- Extract
Across America, garbage is crudely left on public streets... often spilling broken glass and smelly food onto the sidewalks.






Trash attracts rats and vermin, and the odor during summer is nauseating!  People hold their breath while walking outside.


     You can read online about the Rat Attack on NYC's Ann Street.  Famously, the rat problem was very close to City Hall, yet the uncaring authorities did nothing for 10 years until a horde of rats attacked people.  That is typical of NYC.

     A man named Dreiser relocated to NYC from the Midwest in 1894.  He lived in shabby apartments because those were the only affordable ones.  He wrote to his family, "A whole section of Elizabeth Street is used for the sale of stale fish, and the crowd is swarming over the sidewalk and into the gutters.  The street lingers in this condition until six o'clock, when the shops and factories turn loose their hordes of workers.  The public transportation in this area is packed as only the New York  companies can pack their customers... and in cold, old, dirty and vile cars."  If you go to NYC's Canal Street now (which intersects with Elizabeth Street), you will see that nothing changed or improved in 130 years!  That lack of progress is typical in NYC, and it's disgusting.  It's like a third-world nation.

Even profitable grocery stores in NYC lack cleanliness.  Yuck!



Please watch this young man's video.  He immigrated from a "developing country" in Europe because NYC promotes a fake image, but he was disgusted by the truth...



People in our neighborhood display grossness at the laundromat, too!  Ignorant parents let their ill-behaved children put greasy food and dirty shoes in the laundry carts (where our clean clothes are supposed to go).


Underpaid immigrant employees do a sloppy job... often putting customers' clothes on the dirty floor!



None of the laundromats maintained their machines properly.  Looking at the laundromat attendants proved their sluggishness.







NYC has been dirty for centuries, and few people/institutions do anything about it.

Prague is a "normal" city, so it doesn't have any of those third-world problems.  We love that, and those standards make our taxes worthwhile!
 
     Living beyond America, Lewis and I will always be glad to escape terrible public transportation and traffic congestion.  One of the worst daily experiences of NYC is having to depend on its unreliable subway, which is part of NYC's long-neglected infrastructure.  The MTA operates a 100-year-old crumbling subway system that is a bottleneck of constricted access to Manhattan, and it hasn't added more trains or routes since 1917.  Just like NYC, the MTA doesn't care and faces no consequences to care.  Whenever we intended to use the MTA's transit system, we had to double-check online to make sure it was operating.  That's nonsensical.  Even after saying that it was okay online, the system often stopped or broke.  On a weekly basis, hundreds of trains are delayed... not arriving at stations for 20-40 minutes.  What kind of subway is late so frequently?  Even worse, malfunctioning signals caused trains to be rerouted or skip stops (often suddenly).  Overcrowded stations made your attempt to get on a delayed train even worse.  Being told to exit a delayed train was the worst (so the train could skip stations and get ahead).  Then, you had to wait for the next train, which was usually overcrowded.  Passengers on elevated routes in Queens and Brooklyn suffered more by having to wait outside in freezing winter wind, rainstorms, snowstorms, scorching summer heat, and muggy humidity.

- Provided data
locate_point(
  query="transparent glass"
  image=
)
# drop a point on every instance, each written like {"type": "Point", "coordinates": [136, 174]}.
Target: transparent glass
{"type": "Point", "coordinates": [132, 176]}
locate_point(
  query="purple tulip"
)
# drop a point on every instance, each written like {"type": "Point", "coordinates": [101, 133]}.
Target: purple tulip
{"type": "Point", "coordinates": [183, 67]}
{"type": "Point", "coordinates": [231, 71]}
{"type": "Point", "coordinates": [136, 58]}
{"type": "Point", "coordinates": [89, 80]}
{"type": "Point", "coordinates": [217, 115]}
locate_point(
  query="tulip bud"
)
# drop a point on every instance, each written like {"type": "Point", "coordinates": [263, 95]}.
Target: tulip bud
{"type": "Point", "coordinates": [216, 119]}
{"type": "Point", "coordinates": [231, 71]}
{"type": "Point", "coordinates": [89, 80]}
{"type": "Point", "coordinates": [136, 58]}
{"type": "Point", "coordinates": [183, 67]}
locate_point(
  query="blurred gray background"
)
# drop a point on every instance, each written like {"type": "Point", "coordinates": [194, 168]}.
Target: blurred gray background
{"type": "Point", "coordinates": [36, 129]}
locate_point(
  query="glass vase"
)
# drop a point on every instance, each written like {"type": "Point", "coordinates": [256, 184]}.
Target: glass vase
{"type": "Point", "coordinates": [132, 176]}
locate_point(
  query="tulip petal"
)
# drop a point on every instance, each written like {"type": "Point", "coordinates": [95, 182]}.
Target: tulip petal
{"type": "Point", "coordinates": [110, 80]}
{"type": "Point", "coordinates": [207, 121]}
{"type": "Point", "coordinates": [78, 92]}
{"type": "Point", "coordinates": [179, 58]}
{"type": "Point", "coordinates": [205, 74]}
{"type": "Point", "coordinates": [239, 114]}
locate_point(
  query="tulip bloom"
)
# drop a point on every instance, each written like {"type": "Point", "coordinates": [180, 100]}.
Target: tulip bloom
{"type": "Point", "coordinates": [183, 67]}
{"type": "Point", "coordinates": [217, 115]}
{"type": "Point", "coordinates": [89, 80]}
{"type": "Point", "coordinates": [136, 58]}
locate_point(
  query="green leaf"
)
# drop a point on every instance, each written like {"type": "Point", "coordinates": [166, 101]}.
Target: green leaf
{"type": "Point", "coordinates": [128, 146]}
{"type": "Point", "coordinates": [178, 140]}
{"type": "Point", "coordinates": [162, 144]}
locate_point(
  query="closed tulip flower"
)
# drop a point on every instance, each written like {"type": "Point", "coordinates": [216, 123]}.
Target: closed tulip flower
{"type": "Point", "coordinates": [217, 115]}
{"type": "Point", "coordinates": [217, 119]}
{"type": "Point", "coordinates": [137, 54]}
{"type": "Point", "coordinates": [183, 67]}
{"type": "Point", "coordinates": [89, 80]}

- What is needed
Please give the year in which, according to the text about New York City, Dreiser relocated there from the Midwest.

- Response area
1894